--- Start ---

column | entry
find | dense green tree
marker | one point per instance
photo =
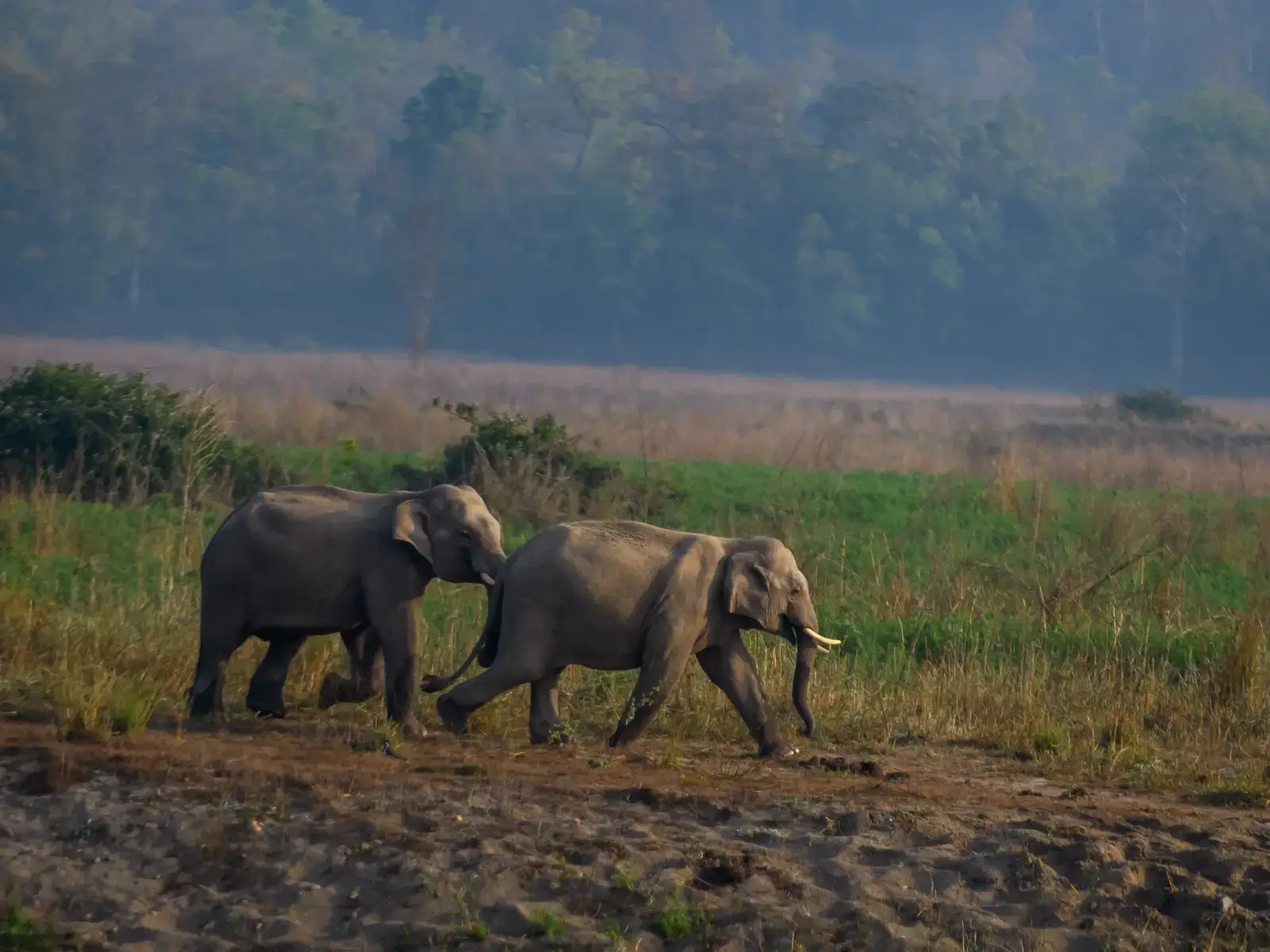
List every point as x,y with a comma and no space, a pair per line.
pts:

--- End ---
--- Start ---

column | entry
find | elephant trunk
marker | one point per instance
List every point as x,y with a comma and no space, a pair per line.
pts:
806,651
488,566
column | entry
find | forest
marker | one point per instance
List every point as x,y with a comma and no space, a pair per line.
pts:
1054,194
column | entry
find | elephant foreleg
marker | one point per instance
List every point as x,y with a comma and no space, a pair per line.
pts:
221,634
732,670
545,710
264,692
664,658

--- End ---
--- Start ---

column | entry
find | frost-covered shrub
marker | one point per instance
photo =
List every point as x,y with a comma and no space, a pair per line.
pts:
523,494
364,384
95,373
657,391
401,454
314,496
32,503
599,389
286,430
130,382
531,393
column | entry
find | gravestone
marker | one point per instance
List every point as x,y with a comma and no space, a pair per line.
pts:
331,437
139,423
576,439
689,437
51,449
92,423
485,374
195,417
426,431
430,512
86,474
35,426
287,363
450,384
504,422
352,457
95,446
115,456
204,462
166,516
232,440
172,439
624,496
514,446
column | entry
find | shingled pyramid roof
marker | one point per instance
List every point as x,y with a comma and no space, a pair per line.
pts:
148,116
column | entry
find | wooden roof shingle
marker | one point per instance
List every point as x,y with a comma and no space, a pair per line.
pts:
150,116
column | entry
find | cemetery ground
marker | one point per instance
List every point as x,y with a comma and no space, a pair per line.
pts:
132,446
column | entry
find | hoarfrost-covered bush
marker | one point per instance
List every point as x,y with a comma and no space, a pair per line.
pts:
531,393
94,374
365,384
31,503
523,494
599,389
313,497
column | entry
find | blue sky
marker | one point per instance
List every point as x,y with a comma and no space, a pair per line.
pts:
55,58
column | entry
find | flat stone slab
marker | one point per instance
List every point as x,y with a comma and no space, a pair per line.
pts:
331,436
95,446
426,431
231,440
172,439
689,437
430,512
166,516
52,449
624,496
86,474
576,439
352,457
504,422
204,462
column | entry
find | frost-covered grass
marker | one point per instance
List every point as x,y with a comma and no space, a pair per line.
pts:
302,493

--- End ---

_WORK INSTRUCTIONS:_ Pick out each line of the rows above that contains the string "covered", matching case exactly.

_TASK SOLUTION:_
find | frost-covered shrub
find | hoarfrost-covered bush
find | frost-covered grass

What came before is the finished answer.